What you have to do: Nothing in the entries below may be altered; print them as they stand.

═══ Supplied records ═══

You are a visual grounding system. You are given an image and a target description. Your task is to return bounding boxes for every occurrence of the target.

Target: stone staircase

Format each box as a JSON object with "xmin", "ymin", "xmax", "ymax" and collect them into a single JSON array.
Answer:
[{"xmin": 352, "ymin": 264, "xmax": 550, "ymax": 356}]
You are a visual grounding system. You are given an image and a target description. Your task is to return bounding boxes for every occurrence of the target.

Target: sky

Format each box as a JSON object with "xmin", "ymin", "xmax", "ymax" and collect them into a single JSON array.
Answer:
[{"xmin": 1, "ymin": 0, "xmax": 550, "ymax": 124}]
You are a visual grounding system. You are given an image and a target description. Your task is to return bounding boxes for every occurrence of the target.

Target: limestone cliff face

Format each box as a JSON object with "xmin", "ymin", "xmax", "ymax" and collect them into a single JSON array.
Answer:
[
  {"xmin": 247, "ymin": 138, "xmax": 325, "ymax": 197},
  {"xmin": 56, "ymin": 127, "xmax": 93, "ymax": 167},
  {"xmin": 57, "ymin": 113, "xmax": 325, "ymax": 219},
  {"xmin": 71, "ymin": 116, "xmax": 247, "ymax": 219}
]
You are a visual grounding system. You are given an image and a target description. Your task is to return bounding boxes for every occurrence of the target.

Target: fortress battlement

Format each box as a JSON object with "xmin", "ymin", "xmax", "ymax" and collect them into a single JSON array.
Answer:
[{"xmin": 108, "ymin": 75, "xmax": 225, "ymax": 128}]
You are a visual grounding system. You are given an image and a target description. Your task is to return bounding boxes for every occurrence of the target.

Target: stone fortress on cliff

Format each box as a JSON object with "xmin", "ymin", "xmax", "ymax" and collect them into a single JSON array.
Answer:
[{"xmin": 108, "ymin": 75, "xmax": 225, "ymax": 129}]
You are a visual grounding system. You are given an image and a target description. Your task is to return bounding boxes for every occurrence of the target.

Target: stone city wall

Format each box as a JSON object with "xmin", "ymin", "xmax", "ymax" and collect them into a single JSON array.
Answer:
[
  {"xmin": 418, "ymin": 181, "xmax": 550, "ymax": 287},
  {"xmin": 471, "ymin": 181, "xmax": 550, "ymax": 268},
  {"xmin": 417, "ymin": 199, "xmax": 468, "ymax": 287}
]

═══

Task output:
You are a visual grounding system. You are given an image and a target description. Your task is to return bounding boxes for every occurrence of the target.

Target: stone staircase

Format each box as a JSON object with "xmin", "ymin", "xmax", "ymax" and collect them into a single JSON array.
Answer:
[{"xmin": 352, "ymin": 264, "xmax": 550, "ymax": 356}]
You are a visual grounding system. You are given an image and a target description. Your task is to return bounding boxes for every occurrence of the target.

Target: sky

Format each box as a JSON object with "xmin", "ymin", "xmax", "ymax" and collect them into a single JSON array.
Answer:
[{"xmin": 1, "ymin": 0, "xmax": 550, "ymax": 124}]
You are a visual grounding system. You are given an image and a target description. Your task is to return bounding boxes for every occurrence of the target.

Target: limestone cliff face

Format each box as a JSON object with "xmin", "ymin", "xmax", "ymax" and collect them into a single JSON array.
Answer:
[
  {"xmin": 247, "ymin": 138, "xmax": 325, "ymax": 197},
  {"xmin": 56, "ymin": 127, "xmax": 93, "ymax": 167},
  {"xmin": 57, "ymin": 113, "xmax": 325, "ymax": 219},
  {"xmin": 71, "ymin": 116, "xmax": 247, "ymax": 219}
]
You are a visual grounding system. You are given an image and a target description. Your task is to return bounding boxes for every occurrence of the target.

Target: fortress battlement

Format each box as a JSON object with "xmin", "ymin", "xmax", "ymax" and collect them into a single JSON array.
Answer:
[{"xmin": 108, "ymin": 75, "xmax": 225, "ymax": 128}]
You are a visual grounding system. You are given an image and a target description. Your task is to return bounding boxes for every occurrence of the target.

Target: stone fortress on cliff

Format each box as a JSON object with "xmin", "ymin", "xmax", "ymax" and collect them into a single JSON array.
Answer:
[{"xmin": 108, "ymin": 75, "xmax": 225, "ymax": 129}]
You are a visual grounding system. You are given an image and a target description. Your task is to return bounding boxes for every occurrence of the target.

Target: stone city wall

Format each box as a JSON object with "xmin", "ymin", "xmax", "ymax" and collect them into a single JSON array.
Answer:
[
  {"xmin": 418, "ymin": 181, "xmax": 550, "ymax": 287},
  {"xmin": 471, "ymin": 181, "xmax": 550, "ymax": 268},
  {"xmin": 417, "ymin": 199, "xmax": 468, "ymax": 287}
]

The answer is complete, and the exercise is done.